Write out the entire listing below exactly as it appears, minus any pictures.
--*--
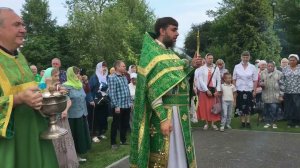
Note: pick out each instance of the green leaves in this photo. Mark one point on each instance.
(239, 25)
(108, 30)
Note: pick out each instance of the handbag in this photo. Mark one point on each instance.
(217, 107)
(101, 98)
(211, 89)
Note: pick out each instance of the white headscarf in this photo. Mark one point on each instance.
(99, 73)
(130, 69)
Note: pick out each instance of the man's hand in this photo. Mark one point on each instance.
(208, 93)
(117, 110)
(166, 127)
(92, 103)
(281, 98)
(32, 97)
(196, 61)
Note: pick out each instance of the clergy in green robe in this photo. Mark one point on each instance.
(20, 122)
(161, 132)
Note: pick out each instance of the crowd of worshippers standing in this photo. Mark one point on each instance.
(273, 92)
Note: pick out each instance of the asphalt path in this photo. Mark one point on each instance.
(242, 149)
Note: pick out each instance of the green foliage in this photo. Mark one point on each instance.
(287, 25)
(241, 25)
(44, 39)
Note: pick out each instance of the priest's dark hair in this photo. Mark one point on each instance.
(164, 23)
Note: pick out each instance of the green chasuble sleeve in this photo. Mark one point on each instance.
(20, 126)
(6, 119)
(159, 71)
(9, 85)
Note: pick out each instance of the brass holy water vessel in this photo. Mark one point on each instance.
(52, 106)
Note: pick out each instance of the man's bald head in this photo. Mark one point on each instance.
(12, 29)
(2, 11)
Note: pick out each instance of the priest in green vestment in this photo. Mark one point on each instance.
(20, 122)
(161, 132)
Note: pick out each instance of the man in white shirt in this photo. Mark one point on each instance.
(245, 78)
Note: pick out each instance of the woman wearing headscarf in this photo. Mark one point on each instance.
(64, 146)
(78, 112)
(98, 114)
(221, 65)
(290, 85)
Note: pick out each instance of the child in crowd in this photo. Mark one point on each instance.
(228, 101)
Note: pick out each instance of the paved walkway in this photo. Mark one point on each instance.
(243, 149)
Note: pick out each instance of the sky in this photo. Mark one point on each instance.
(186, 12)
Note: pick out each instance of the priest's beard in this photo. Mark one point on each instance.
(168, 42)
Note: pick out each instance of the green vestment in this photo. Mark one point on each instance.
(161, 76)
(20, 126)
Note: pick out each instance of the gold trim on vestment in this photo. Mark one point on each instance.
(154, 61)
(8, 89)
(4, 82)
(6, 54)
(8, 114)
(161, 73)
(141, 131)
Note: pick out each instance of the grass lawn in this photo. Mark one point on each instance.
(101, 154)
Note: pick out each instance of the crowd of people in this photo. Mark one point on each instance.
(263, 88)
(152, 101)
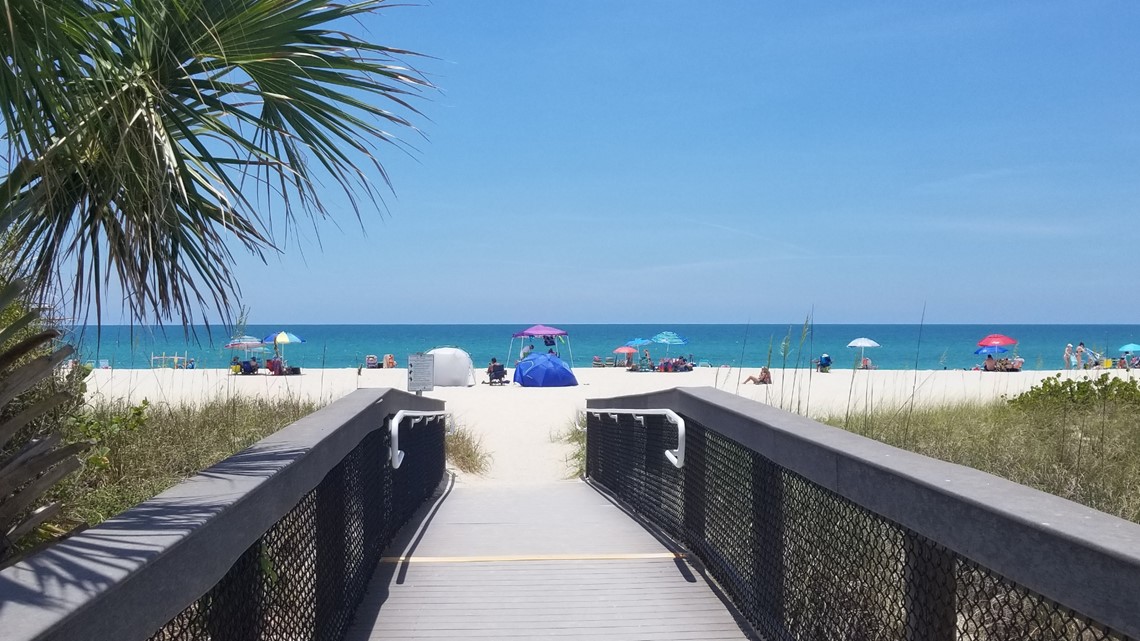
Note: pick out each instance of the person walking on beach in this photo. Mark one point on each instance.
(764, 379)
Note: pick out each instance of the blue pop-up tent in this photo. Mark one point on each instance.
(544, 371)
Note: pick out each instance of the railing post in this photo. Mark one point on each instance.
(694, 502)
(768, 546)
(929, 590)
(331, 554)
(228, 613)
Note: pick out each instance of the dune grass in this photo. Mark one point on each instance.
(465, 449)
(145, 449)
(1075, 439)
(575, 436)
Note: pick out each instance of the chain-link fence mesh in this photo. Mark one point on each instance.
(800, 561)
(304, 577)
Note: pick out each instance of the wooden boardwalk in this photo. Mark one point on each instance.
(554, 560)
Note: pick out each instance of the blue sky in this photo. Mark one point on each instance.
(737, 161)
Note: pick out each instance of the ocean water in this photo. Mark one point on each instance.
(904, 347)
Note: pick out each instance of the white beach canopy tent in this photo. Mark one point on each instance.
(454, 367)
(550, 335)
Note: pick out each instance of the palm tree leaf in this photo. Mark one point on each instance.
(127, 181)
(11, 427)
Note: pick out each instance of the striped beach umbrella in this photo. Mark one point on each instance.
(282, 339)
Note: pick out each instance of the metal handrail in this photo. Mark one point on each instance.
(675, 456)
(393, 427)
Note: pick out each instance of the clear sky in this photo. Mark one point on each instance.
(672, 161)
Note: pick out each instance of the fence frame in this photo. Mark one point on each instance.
--*--
* [FINAL ANSWER]:
Note: pick out each instance of the green leaves in this photo. Mark one point on each instance.
(239, 25)
(108, 30)
Note: pick out each instance of the handbag in this photo. Mark one point on each instance.
(217, 107)
(101, 98)
(211, 89)
Note: pick out each instance of the white headscarf in this photo. Mark one point on each instance.
(99, 73)
(130, 69)
Note: pick out each instance of the man's hand in this photo. Mark one point on each instance.
(208, 93)
(117, 110)
(166, 127)
(92, 103)
(281, 98)
(32, 97)
(196, 61)
Note: pick out each instance of the clergy in green robe in this photo. Mark one point on each instance.
(20, 122)
(161, 132)
Note: pick out each instance of the crowd of worshippers standing in this photo. Mark one point on each instance.
(273, 92)
Note: pick out each instance of the asphalt path in this photo. Mark one point on each instance.
(242, 149)
Note: pick out each instance of the green foliage in this photo. Mark one point on each instance.
(287, 25)
(241, 25)
(44, 39)
Note: pick out each instance of the priest's dark hair in this photo. Mark one point on each instance.
(164, 23)
Note: pick out each instance of the green chasuble sleeve in this photo. Mark one point on each instance.
(20, 126)
(6, 119)
(159, 71)
(9, 85)
Note: pick out each instance of the brass holy water vessel in this photo. Mark one point on each instance.
(52, 106)
Note: pick out each instance of the man's bald head in this photo. Mark one point on each instance.
(12, 29)
(2, 11)
Note: pick out each instance of the priest in green vestment in this photo. Mark one point on each instance.
(20, 122)
(161, 132)
Note: pick out each instance of the man in white shirt in this photo. Mark one point on each instance.
(245, 78)
Note: pick out each instance of the woman wearing headscarf in this photo. Mark one point on each instance.
(64, 146)
(78, 112)
(98, 114)
(221, 65)
(290, 85)
Note: pick out each instance of the child in crowd in this photo. Mark one point on each instance.
(228, 101)
Note: pick out each instance of the paved walkway in this photo. Mark one point on each instance.
(243, 149)
Note: pick out each instance of the sky in this photo. Mark one point on each instance.
(186, 12)
Note: pick out each instance of the priest's beard in this photo. Mark one point on each instance.
(168, 42)
Note: pick out each instance of the green vestment in this photo. Mark one point on each instance.
(161, 76)
(20, 126)
Note: pick out each instance of the gold trim on vestment in this photo. Mark one point on each instance.
(154, 61)
(8, 89)
(4, 82)
(6, 54)
(8, 114)
(161, 73)
(141, 131)
Note: pick out each instance of the grass lawn in this photo. Mark one point on each instance.
(101, 154)
Note: pick out each instance of the crowd of people in this photo. Mark one point on each instance.
(263, 88)
(152, 101)
Note: pick out each instance of the person walking on beach in this photo. Mark one point on each instance.
(764, 379)
Note: pick out each instance of the blue pop-up tent in this photo. Mark one point on each instance.
(544, 371)
Note: pick out each instance of the railing post in this photo. Mark one point on each instance.
(694, 502)
(768, 546)
(929, 590)
(331, 554)
(228, 613)
Note: pick out each instance of the dune grass in this photo. Mark one point on each instance.
(465, 449)
(145, 449)
(1075, 439)
(575, 436)
Note: pick out each instance of the chain-link fence mesh in this photo. Mark one point on each instance.
(800, 561)
(304, 577)
Note: pick out each instance of the wooden boardwalk in this photo. Mark one point on each instance.
(554, 560)
Note: pick out each instance of the blue sky in this photo. Mark one point on each instance.
(737, 161)
Note: pick out each instance of the ocean water in this photo. Mark one point on each instance.
(904, 347)
Note: pick out each instance of the white beach canopy tent in this photo. Mark one point on each instance.
(454, 367)
(550, 335)
Note: pick out each instance of the palm tree leaf in this photo. Mark one point on each instance.
(127, 181)
(11, 427)
Note: pick out each instance of the striped beach umbrella in this photo. Mark one point on each instance.
(282, 339)
Note: pick out each instance of the metal handrail in this photo. Mark one point on each instance.
(675, 456)
(393, 427)
Note: pick out each instance of the clear sky in this photo. Mark one point on each instance.
(672, 161)
Note: pick out each instance of the fence frame in this photo. Mark one point on each instance.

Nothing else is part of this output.